* _WHAT YOU WILL DO_
A single figure is required: the number of lines below in which the word "battlement" occurs.

··· MATERIAL SHOWN

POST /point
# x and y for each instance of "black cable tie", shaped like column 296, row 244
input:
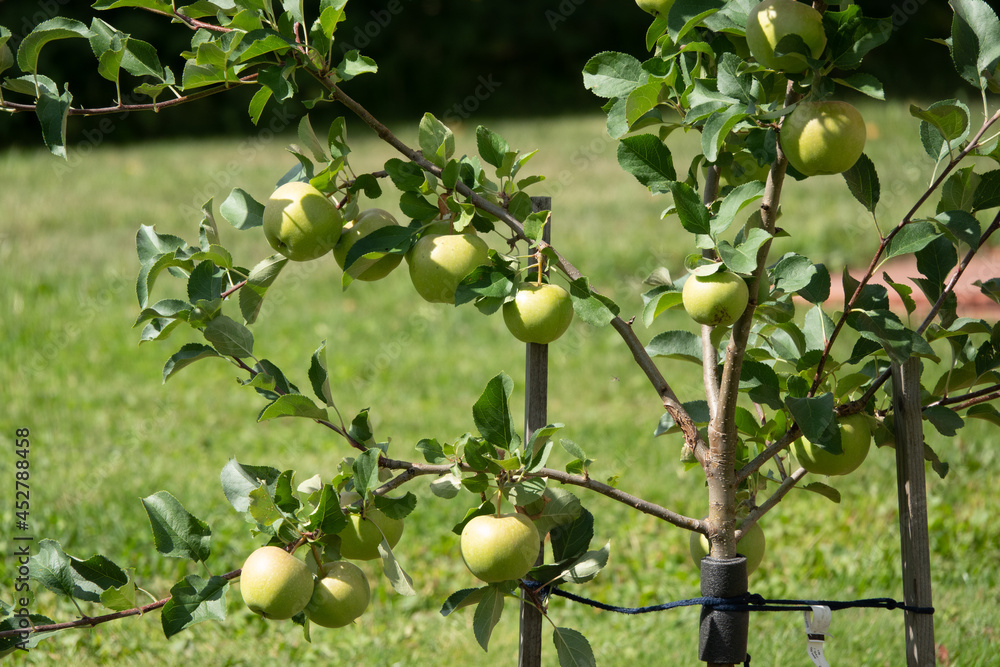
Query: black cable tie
column 745, row 602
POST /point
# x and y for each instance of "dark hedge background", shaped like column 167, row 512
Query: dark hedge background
column 454, row 58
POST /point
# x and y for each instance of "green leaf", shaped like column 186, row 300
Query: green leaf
column 681, row 345
column 960, row 226
column 258, row 102
column 658, row 300
column 988, row 193
column 813, row 415
column 974, row 43
column 822, row 489
column 260, row 279
column 407, row 176
column 354, row 64
column 738, row 198
column 862, row 181
column 242, row 211
column 176, row 532
column 944, row 125
column 863, row 83
column 120, row 598
column 65, row 575
column 693, row 214
column 432, row 451
column 463, row 598
column 229, row 337
column 743, row 258
column 446, row 486
column 239, row 480
column 491, row 146
column 42, row 34
column 262, row 41
column 205, row 282
column 686, row 14
column 911, row 238
column 293, row 405
column 527, row 491
column 365, row 468
column 391, row 239
column 563, row 507
column 647, row 158
column 884, row 328
column 945, row 420
column 487, row 614
column 717, row 128
column 594, row 309
column 194, row 600
column 187, row 355
column 573, row 648
column 319, row 376
column 492, row 416
column 437, row 143
column 572, row 540
column 852, row 35
column 52, row 111
column 611, row 74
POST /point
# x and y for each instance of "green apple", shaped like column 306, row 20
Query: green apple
column 275, row 584
column 717, row 299
column 300, row 222
column 500, row 548
column 438, row 262
column 655, row 7
column 823, row 137
column 366, row 268
column 771, row 20
column 751, row 545
column 742, row 169
column 341, row 595
column 855, row 441
column 360, row 539
column 538, row 313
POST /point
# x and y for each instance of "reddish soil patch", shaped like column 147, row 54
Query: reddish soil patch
column 971, row 301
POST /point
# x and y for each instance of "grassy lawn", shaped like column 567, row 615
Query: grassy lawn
column 105, row 431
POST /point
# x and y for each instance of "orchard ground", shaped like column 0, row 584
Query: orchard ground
column 105, row 432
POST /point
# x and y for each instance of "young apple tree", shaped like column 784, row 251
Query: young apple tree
column 762, row 85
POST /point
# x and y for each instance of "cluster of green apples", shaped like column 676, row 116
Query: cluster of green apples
column 820, row 136
column 302, row 224
column 855, row 442
column 277, row 585
column 500, row 547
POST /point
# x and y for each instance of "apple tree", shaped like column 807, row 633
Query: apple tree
column 796, row 384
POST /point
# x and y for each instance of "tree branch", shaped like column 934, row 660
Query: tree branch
column 849, row 304
column 92, row 621
column 123, row 108
column 670, row 401
column 413, row 470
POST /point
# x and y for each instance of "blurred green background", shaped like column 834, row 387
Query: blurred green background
column 106, row 432
column 434, row 55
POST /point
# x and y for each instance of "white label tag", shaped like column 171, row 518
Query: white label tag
column 817, row 623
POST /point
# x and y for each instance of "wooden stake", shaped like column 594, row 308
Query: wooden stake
column 913, row 535
column 536, row 380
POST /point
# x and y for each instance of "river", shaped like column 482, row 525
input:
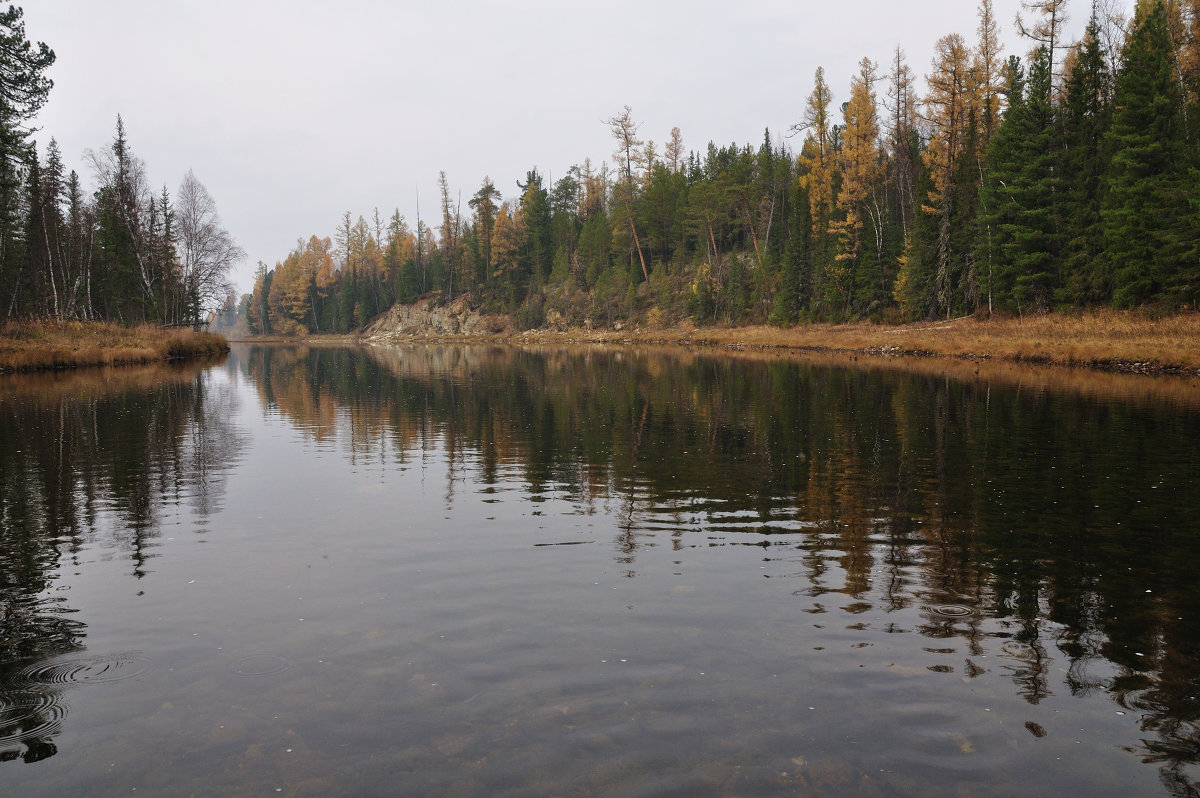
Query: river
column 469, row 570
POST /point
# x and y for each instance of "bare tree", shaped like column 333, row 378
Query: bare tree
column 207, row 251
column 629, row 154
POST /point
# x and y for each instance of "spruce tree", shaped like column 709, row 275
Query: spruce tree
column 1086, row 114
column 1145, row 210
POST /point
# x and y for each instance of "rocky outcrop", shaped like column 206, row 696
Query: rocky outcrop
column 424, row 318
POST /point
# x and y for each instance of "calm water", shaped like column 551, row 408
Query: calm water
column 485, row 571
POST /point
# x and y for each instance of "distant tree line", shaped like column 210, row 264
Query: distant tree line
column 123, row 253
column 1065, row 179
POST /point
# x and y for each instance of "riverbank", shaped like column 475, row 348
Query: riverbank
column 1119, row 341
column 48, row 346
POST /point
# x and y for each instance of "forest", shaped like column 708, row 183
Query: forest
column 1061, row 179
column 126, row 252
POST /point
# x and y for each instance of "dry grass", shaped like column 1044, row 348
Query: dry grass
column 1109, row 340
column 45, row 345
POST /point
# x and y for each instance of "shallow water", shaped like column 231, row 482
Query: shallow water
column 479, row 571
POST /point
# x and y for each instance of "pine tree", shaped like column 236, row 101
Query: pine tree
column 1024, row 196
column 1086, row 113
column 1146, row 233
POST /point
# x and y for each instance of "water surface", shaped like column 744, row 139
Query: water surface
column 472, row 570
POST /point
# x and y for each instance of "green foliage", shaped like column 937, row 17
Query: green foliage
column 1146, row 234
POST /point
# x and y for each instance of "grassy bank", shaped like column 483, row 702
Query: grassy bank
column 43, row 346
column 1107, row 340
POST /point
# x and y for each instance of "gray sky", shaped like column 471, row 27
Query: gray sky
column 294, row 112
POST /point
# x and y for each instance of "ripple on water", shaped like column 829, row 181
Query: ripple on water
column 30, row 714
column 258, row 665
column 88, row 670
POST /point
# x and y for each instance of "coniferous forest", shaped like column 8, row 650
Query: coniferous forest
column 125, row 253
column 1065, row 178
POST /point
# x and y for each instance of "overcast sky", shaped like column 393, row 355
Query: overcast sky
column 294, row 112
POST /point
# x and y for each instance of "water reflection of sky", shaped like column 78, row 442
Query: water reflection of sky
column 585, row 570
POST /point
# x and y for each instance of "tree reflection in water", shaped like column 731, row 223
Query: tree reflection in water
column 89, row 454
column 1033, row 523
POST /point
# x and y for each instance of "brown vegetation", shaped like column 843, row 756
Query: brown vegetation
column 46, row 345
column 1108, row 340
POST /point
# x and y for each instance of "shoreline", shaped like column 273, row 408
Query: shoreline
column 28, row 347
column 1121, row 342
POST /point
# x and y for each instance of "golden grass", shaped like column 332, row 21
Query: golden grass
column 1109, row 340
column 46, row 345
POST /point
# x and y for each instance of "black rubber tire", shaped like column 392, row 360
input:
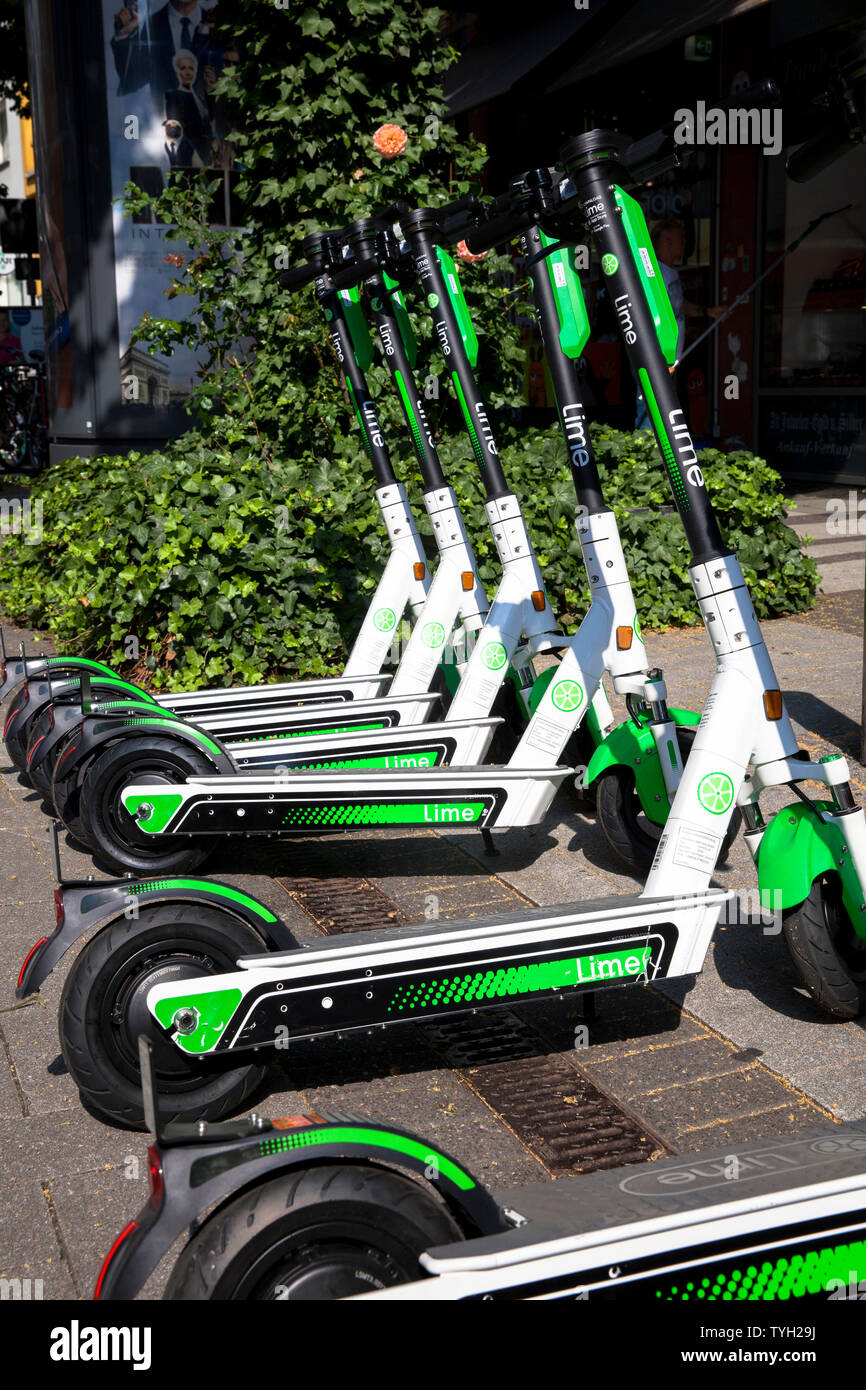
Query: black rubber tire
column 620, row 815
column 102, row 1012
column 317, row 1233
column 826, row 950
column 111, row 833
column 18, row 737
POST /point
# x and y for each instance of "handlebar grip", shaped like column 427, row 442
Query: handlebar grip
column 298, row 275
column 498, row 230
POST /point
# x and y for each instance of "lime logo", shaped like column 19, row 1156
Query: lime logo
column 433, row 634
column 384, row 620
column 716, row 792
column 494, row 656
column 567, row 695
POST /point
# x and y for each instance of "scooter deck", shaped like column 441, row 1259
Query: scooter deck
column 779, row 1218
column 252, row 804
column 374, row 979
column 410, row 745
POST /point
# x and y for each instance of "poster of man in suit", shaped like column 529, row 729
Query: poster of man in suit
column 163, row 61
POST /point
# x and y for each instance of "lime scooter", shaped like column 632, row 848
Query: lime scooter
column 456, row 595
column 39, row 683
column 139, row 829
column 341, row 1205
column 811, row 856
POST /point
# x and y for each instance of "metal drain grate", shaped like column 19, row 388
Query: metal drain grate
column 555, row 1112
column 558, row 1114
column 339, row 902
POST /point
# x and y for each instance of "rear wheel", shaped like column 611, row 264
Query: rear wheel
column 630, row 834
column 110, row 830
column 103, row 1009
column 321, row 1233
column 826, row 950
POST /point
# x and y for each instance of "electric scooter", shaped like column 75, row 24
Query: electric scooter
column 811, row 855
column 145, row 830
column 35, row 683
column 342, row 1207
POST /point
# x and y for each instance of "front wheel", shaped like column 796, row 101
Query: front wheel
column 630, row 834
column 109, row 829
column 321, row 1233
column 103, row 1009
column 826, row 950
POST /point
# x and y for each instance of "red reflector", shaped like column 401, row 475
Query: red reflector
column 154, row 1165
column 27, row 959
column 120, row 1240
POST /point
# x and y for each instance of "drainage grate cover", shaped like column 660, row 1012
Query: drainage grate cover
column 548, row 1104
column 339, row 902
column 555, row 1112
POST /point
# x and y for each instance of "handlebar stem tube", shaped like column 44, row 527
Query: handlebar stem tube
column 565, row 380
column 592, row 175
column 417, row 230
column 356, row 382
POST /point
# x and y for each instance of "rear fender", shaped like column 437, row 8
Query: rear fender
column 84, row 906
column 97, row 730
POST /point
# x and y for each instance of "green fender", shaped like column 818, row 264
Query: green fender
column 795, row 849
column 631, row 745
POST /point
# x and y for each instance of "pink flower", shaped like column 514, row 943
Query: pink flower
column 389, row 141
column 463, row 252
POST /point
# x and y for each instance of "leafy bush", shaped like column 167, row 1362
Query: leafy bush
column 227, row 567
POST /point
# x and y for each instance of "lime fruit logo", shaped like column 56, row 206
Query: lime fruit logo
column 384, row 620
column 494, row 656
column 567, row 695
column 716, row 792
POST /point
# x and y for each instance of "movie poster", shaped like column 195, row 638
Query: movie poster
column 161, row 64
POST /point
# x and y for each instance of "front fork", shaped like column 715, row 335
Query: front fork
column 745, row 723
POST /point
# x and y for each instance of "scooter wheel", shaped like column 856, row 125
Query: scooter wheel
column 826, row 950
column 17, row 729
column 103, row 1009
column 321, row 1233
column 633, row 838
column 110, row 830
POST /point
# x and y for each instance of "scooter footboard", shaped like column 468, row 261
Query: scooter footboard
column 376, row 979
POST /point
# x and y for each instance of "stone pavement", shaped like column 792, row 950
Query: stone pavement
column 736, row 1054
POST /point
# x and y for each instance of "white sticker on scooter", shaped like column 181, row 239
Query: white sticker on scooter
column 697, row 849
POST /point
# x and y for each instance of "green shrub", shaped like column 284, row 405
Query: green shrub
column 228, row 569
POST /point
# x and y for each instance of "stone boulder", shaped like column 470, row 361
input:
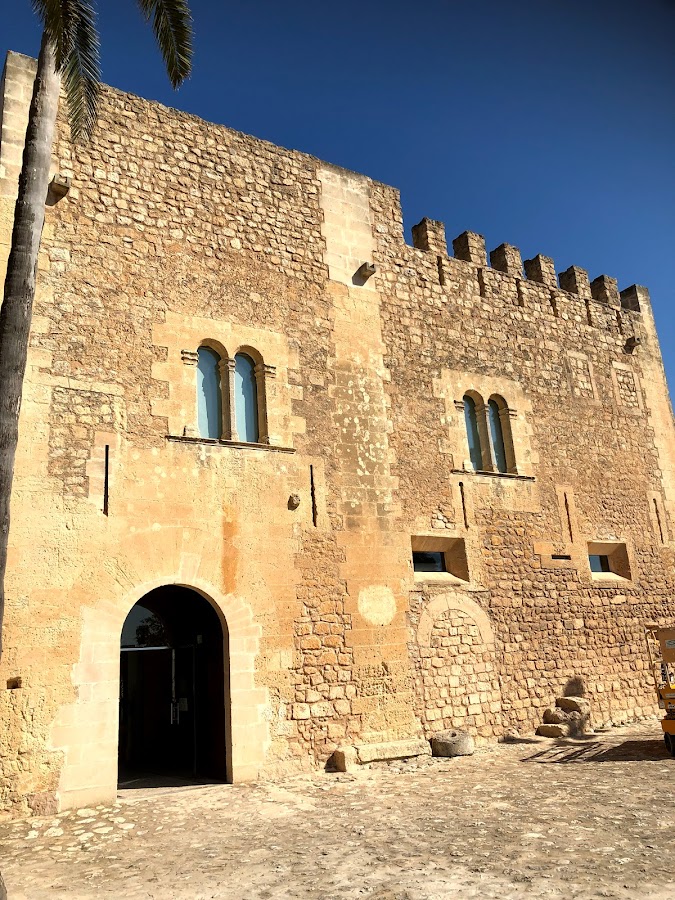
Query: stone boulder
column 574, row 704
column 452, row 743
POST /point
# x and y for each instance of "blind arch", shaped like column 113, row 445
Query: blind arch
column 246, row 398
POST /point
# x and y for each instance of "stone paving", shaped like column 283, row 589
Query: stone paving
column 537, row 818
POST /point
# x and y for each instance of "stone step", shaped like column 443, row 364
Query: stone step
column 348, row 758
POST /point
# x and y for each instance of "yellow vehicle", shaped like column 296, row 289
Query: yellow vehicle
column 661, row 650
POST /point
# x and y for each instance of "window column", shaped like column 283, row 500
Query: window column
column 231, row 401
column 263, row 375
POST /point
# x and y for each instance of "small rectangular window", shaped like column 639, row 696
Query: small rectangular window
column 429, row 561
column 439, row 558
column 599, row 562
column 608, row 560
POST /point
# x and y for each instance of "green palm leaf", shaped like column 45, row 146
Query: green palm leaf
column 172, row 25
column 70, row 26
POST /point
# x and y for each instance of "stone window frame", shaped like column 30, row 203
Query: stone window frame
column 485, row 439
column 452, row 385
column 263, row 374
column 174, row 376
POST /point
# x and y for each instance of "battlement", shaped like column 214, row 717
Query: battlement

······

* _RESULT FOR THIS EXERCISE_
2